Supplied text Block Start
The value of relational continuity needs to be explored in further research, and informed by better definition and measurement of all the attributes of the concept. The value of relational continuity from the patient and family’s perspective is needed, especially in terms of its importance in enabling patients to reach their health goals, and particularly in the case of chronic disease. Relational continuity also needs to be explored in the context of its potential value for those who do not typically access primary care. Does a trusting mutual relationship over time assist in preventing complexity in otherwise healthy people? We would suggest that this is at least plausible, but acknowledge that, currently, this is largely an open empirical question.
Conclusion
A robust understanding of relational continuity is needed, and we believe it goes well beyond the provider-centric perspective of a reliable connection between a patient and a physician, a team, or a practice over time. It also goes beyond notions of patient satisfaction. Relational continuity, we argue, is co-constructed between patients and primary care providers (and their teams), and is about adopting a shared accountability for understanding, communicating, and meeting a patient’s needs in a coordinated way—not just in primary care but across the entire system. We argue that when understood in this way, relational continuity forms the foundation for informational and management continuity. We suggest that the contribution of relational continuity is best captured by measures that give us a sense of how well the primary care provider and team are ensuring that the system wraps around the patient to provide continuous, accessible, person-centred, and comprehensive care. Without these dimensions, any measure of relational continuity is hollow.
Supplied text Block End
Problem: Set down, word for word, the portion of the passage on relational continuity that begins at the words "The value of relational continuity needs" and stops after the words "open empirical question.".
Extracted material Block Start
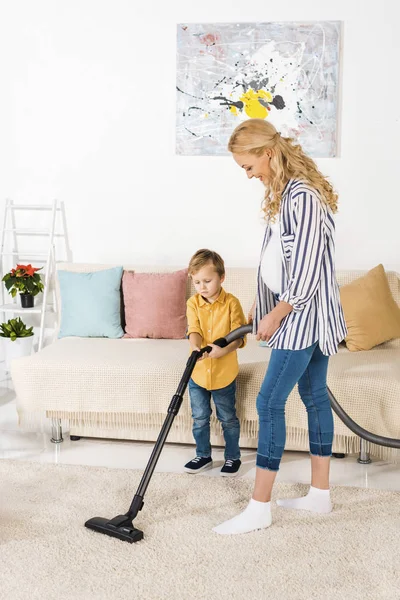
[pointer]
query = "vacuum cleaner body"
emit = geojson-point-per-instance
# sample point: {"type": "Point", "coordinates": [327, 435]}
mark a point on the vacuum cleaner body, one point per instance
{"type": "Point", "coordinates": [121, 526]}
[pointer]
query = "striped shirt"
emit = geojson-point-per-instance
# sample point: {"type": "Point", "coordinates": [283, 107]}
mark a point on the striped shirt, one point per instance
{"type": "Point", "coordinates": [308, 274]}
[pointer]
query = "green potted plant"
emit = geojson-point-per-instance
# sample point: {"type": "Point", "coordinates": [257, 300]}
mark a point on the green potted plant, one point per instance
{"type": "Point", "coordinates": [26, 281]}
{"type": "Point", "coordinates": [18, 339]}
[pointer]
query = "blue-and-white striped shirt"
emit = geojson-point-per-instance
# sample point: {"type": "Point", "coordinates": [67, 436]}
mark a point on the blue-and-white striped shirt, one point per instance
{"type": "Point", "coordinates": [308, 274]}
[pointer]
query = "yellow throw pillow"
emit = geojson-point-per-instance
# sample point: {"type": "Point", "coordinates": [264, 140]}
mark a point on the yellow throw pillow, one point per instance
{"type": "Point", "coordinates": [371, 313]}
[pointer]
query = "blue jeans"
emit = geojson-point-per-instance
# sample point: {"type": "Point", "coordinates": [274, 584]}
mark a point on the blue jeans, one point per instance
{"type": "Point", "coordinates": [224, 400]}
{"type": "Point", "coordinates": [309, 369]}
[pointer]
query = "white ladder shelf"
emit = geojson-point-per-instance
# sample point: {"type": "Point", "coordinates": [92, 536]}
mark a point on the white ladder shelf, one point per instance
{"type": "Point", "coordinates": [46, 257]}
Extracted material Block End
Result:
The value of relational continuity needs to be explored in further research, and informed by better definition and measurement of all the attributes of the concept. The value of relational continuity from the patient and family’s perspective is needed, especially in terms of its importance in enabling patients to reach their health goals, and particularly in the case of chronic disease. Relational continuity also needs to be explored in the context of its potential value for those who do not typically access primary care. Does a trusting mutual relationship over time assist in preventing complexity in otherwise healthy people? We would suggest that this is at least plausible, but acknowledge that, currently, this is largely an open empirical question.